> THE REQUEST
Please give every line of the entries below as a Markdown table with two columns, Row for the line's number and Line for its text, and leave out blank lines.
--
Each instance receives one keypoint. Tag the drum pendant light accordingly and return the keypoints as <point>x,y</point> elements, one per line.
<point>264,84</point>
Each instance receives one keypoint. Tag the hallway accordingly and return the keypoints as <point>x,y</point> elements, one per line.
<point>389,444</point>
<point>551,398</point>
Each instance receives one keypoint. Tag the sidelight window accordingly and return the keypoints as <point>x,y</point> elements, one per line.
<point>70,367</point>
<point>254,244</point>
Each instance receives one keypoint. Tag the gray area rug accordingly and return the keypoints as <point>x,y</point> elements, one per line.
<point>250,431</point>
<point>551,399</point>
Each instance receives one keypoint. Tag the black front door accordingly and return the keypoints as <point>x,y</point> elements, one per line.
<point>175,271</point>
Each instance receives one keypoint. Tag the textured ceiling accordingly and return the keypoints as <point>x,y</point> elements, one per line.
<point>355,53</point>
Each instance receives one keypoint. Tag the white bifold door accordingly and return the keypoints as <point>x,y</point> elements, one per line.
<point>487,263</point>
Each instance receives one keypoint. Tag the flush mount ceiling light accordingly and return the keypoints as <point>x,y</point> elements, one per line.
--
> SOLUTION FOR THIS TASK
| Row | Line |
|---|---|
| 1 | Each instance receives one keypoint. Tag the drum pendant light accordingly and return the keypoints as <point>x,y</point> elements, one per line. |
| 2 | <point>264,84</point> |
| 3 | Each instance receives one keypoint. Tag the hallway accordingly and return the keypoints as <point>x,y</point> elements, one per line. |
| 4 | <point>389,444</point> |
| 5 | <point>551,398</point> |
| 6 | Each instance receives one keypoint. Tag the sidelight window accordingly and return the keypoints as <point>x,y</point> elements, one per line. |
| 7 | <point>70,367</point> |
| 8 | <point>254,244</point> |
| 9 | Each instance receives one keypoint. Tag the gray area rug accordingly and return the keypoints as <point>x,y</point> elements, one per line. |
| 10 | <point>250,431</point> |
| 11 | <point>551,399</point> |
| 12 | Each instance receives one keypoint. Tag the black front door accordingly and return the keypoints as <point>x,y</point> elements, one per line. |
| 13 | <point>175,271</point> |
| 14 | Each instance receives one keypoint. Tag the textured ceiling accordingly and return the keypoints as <point>x,y</point> elements, one per line. |
| 15 | <point>355,53</point> |
| 16 | Each instance receives one keypoint. Tag the white bifold door accordingly and return the keypoints as <point>x,y</point> elements, one per line. |
| 17 | <point>487,263</point> |
| 18 | Each instance receives one keypoint. Tag the flush mount ceiling light accordingly and return the keypoints as <point>x,y</point> elements, one per line. |